[START]

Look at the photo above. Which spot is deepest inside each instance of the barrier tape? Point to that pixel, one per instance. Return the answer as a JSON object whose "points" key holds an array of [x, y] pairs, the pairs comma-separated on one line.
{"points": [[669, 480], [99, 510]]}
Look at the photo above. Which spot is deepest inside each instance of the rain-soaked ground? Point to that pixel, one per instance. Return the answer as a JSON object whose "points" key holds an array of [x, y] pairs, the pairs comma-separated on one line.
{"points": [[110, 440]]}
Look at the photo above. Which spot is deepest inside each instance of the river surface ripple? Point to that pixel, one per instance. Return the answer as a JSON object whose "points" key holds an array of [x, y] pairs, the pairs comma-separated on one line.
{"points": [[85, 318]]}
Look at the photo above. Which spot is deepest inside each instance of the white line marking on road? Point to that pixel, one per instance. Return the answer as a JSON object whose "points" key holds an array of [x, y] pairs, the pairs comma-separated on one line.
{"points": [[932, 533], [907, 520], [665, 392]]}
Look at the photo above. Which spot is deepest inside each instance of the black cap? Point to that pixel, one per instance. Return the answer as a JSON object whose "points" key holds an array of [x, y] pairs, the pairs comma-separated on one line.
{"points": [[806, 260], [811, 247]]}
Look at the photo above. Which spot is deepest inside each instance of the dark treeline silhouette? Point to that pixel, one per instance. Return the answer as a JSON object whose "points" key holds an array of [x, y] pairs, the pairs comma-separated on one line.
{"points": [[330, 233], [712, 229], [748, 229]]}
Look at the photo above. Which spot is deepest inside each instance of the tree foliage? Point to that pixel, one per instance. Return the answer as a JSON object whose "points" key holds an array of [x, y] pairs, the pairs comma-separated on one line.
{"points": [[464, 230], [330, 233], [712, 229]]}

[END]

> _SET PROBLEM_: Copy out the items from the line containing "of the river" through the end of the items, keeping each item's wording unchanged. In the answers, multiply every x and y coordinate by 1.4 and round to a whole number, with halves rounding up.

> _TASK ANSWER_:
Look at the photo above. Which spot is deepest inside each instance of the river surface ripple? Point to that pixel, one per instance. Return the answer as a JSON object whose "points" key holds an array of [x, y] pairs, the pairs comma-separated on one line.
{"points": [[119, 445]]}
Look at the photo above. Which spot is deepest inside each instance of the white line marking on road? Point to that pixel, one per instance. Return the answer as a JSON object whose "points" key holds an array of [x, y] pairs, the pairs comma-separated on one line.
{"points": [[1305, 746], [1270, 728], [931, 549]]}
Look at the photo above. Which spot is deepest inside each instance of the black cap? Point to that pixel, one per instance. Return the answer as a JSON object whose "points" key holds an array of [x, y] pairs, the pairs comma-separated on one line.
{"points": [[1128, 364], [1135, 346]]}
Look at the photo above. Which spot is deepest inside each instance of the dark treeline silhouette? Point to that pixel, one per instance. Return the answer as a JSON object whose "points" key holds an array of [x, y] pairs, the pairs comma-separated on one line.
{"points": [[462, 326], [997, 321], [1047, 321]]}
Look at the photo above. Which spot is deepest inside each instance of the tree foliage? Point to that pixel, one per instance. Return the answer as a JSON object whose "points" key holds an array of [x, y] pairs, the pairs comma-separated on one line.
{"points": [[650, 322], [462, 326], [997, 321]]}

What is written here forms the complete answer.